### PASSAGE TO READ
SECURITIES AND EXCHANGE COMMISSION

Washington, D.C. 20549

 

 

FORM 8-K 

 

 

CURRENT REPORT

Pursuant to Section 13 or 15(d)

of the Securities Exchange Act of 1934

 

Date of report (Date of earliest event reported): November 14, 2025

 

 

VERTEX, INC.

(Exact name of registrant as specified in its charter)

 

 

Delaware   001-39413   23-2081753

(State or other jurisdiction

of incorporation or organization)

  (Commission File Number)   (I.R.S. Employer
Identification No.)

 

2301 Renaissance Blvd.
King of Prussia, Pennsylvania 19406

(Address of principal executive offices) (Zip Code)

 

(800) 355-3500

(Registrant’s telephone number, include area code)

 

N/A

(Former Name or Former Address, if Changed Since Last Report)

 

 

Check the appropriate box below if the Form 8-K filing is intended to simultaneously satisfy the filing obligation of the registrant under any of the following provisions:

 

¨ Written communications pursuant to Rule 425 under the Securities Act (17 CFR 230.425)

### TO BE DONE
Edit the Form 8-K cover page: copy it out starting at the words "(Former Name or" and stopping after "(17 CFR 230.425)", putting "applicable box" wherever "appropriate box" appears.

[Dataset records]
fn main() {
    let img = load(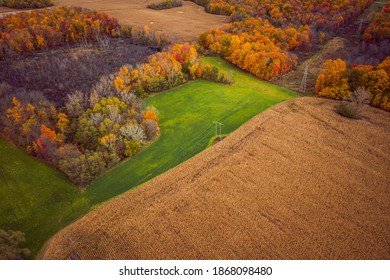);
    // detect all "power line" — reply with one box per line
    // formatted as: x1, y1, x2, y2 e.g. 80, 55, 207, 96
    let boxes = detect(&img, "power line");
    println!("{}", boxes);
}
298, 63, 308, 93
213, 121, 223, 136
357, 19, 363, 36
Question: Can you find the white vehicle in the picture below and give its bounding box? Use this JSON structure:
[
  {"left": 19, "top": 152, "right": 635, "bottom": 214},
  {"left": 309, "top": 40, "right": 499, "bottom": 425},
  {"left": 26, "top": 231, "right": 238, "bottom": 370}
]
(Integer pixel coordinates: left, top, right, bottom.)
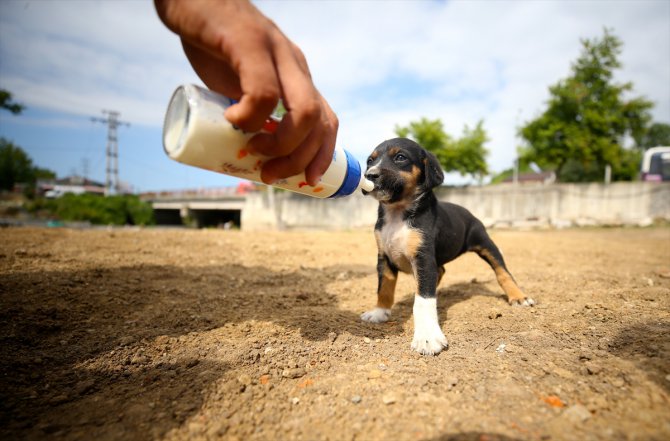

### SOLUTION FOR THIS TASK
(Former Name or Former Address, if Changed Since Last Report)

 

 

Check the applicable box below if the Form 8-K filing is intended to simultaneously satisfy the filing obligation of the registrant under any of the following provisions:

 

¨ Written communications pursuant to Rule 425 under the Securities Act (17 CFR 230.425)